(THE RECORDS)

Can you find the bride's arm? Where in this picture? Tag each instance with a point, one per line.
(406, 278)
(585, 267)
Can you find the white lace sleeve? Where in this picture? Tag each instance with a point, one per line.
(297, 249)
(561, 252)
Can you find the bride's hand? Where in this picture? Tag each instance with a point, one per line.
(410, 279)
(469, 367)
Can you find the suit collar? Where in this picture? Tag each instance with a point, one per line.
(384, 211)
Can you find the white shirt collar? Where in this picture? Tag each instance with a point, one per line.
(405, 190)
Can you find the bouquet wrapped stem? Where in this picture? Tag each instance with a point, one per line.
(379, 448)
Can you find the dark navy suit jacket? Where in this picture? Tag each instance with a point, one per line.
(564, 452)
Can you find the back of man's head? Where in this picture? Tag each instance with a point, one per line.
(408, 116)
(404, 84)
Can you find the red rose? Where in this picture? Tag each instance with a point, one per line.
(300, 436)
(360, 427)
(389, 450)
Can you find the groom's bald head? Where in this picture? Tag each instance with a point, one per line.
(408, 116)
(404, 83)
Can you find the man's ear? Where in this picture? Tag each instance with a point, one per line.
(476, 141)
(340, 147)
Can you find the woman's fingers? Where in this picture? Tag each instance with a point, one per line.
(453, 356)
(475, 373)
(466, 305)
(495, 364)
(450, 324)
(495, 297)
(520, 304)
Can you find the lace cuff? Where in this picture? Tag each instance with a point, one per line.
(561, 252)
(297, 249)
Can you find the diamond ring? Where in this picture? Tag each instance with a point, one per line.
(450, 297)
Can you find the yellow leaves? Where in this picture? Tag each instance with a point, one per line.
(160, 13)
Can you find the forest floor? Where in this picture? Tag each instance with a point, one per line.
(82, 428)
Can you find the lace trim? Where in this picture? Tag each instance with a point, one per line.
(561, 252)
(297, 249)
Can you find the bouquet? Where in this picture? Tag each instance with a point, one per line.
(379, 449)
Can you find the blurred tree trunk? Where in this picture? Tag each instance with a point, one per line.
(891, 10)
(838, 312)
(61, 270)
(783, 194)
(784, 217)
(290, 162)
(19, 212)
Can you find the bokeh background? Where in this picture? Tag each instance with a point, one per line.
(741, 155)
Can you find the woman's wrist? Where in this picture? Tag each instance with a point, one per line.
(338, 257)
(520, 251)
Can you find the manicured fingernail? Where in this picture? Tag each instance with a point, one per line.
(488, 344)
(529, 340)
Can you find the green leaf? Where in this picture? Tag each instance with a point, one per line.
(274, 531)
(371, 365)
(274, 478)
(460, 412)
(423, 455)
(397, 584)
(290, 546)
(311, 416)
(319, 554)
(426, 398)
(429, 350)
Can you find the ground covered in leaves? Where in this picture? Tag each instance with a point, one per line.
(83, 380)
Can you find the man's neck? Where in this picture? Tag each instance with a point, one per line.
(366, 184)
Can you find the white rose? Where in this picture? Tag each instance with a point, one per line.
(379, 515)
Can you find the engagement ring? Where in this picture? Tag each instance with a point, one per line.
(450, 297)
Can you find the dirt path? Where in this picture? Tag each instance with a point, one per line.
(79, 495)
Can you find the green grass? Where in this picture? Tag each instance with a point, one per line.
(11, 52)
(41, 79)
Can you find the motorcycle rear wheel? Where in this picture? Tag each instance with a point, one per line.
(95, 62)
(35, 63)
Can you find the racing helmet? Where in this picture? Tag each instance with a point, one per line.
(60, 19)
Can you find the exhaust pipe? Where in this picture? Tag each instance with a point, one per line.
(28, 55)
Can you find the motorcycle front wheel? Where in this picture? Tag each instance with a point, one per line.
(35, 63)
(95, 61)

(End THE RECORDS)

TASK DETAILS -> Repeat the records exactly, leaving out none of them.

RESPONSE ->
Can you find the bride's arm? Where in this picture? Tag each instance with a point, one per line.
(406, 278)
(585, 267)
Can you find the white lace sleeve? Where in this picture? Tag each instance with a point, one per line.
(297, 249)
(561, 252)
Can you find the bride's hand? Where in this picture? Tag each instance with a point, one per line.
(410, 279)
(469, 367)
Can you find the suit collar? Where in this picture? Tag each instance with a point, one per line.
(384, 211)
Can you find the white shirt collar? Where in this picture? Tag each instance with a point, one per line.
(405, 190)
Can you find the bouquet wrapped stem? Where in this picture? Tag each instance with a point, one per line.
(379, 448)
Can you find the dark navy suit jacket? Where in this picture? Tag each instance with a point, one per line.
(564, 452)
Can you find the back of man's head? Where in this picture? Tag each instance with a point, one per line.
(408, 116)
(404, 84)
Can you find the red rose? Where in this picture? Tag each instance with a point, one per line.
(300, 436)
(360, 427)
(389, 450)
Can you find the groom's bald head? Where in this picture? Tag each instance with a point, one per line.
(408, 116)
(404, 83)
Can you find the man's ear? Where in this picture? Tag each instance with a point, one per line.
(476, 141)
(340, 147)
Can you find the woman's fingers? Where in this picture? Tag each instance with a point, one per line.
(453, 356)
(475, 373)
(466, 305)
(495, 364)
(450, 324)
(495, 297)
(520, 304)
Can you find the lace cuff? Where in this picture? Tag each instance with a point, one per line.
(561, 252)
(297, 249)
Can you find the diamond ring? Where in this picture? Tag each instance with a point, one per line.
(450, 297)
Can you find the yellow leaves? Where in this picture? Tag each instance with a point, one per line.
(160, 13)
Can you find the forest floor? Where in this picture? Tag each instance with a point, one per line.
(82, 428)
Can you find the lace trim? Where in this picture? Tag each instance with a point, one per line.
(561, 252)
(297, 249)
Can you find the bouquet? Where in this picture? Tag each instance with a point, one per line.
(379, 449)
Can you find the blurred tree trunk? Where in this picture? Tag each instance with a point, one per line.
(891, 10)
(838, 312)
(61, 270)
(783, 194)
(784, 217)
(290, 162)
(19, 212)
Can you find the bokeh background? Where in this picture? Tag each instance with a point, one per line.
(741, 155)
Can you find the woman's wrist? Where in this picture? Tag each instance with a point, one per line.
(338, 257)
(520, 251)
Can you find the manicured fingernail? Where in this picture? Tag each instance with a point, one per line.
(488, 344)
(529, 340)
Can you find the green leaf? Where in this picture? Tag each instance with a point, one per line.
(274, 531)
(371, 365)
(274, 478)
(460, 412)
(423, 455)
(397, 584)
(290, 546)
(311, 416)
(319, 554)
(426, 398)
(429, 350)
Can you find the ground covered in leaves? Where in this picture? Tag each instance with a point, one per line.
(83, 380)
Can you find the man's neck? Where in this picture? Tag each instance with a point, one per line.
(366, 184)
Can you find the white rose? Where in this picture? Tag each instance with a point, one per line.
(379, 515)
Can you find the engagement ring? Where in this picture? Tag each instance with a point, one per line.
(450, 297)
Can you find the dirt path? Where in this picture? Tag each instance with a point, one per line.
(79, 495)
Can you find the green grass? Where in this picture? Tag each instance with a point, one per line.
(11, 52)
(41, 79)
Can you find the motorcycle rear wheel? Where in this picture? Tag each instance with a point, one per line.
(95, 62)
(35, 63)
Can you find the racing helmet? Where in this picture? Tag each instance with a point, one per line.
(60, 19)
Can you find the exhaust pipe? Where in this picture? Tag each instance with a point, one per line.
(28, 55)
Can you find the motorcycle front wheel? Where in this picture? Tag each instance with a point, one per line.
(35, 63)
(95, 61)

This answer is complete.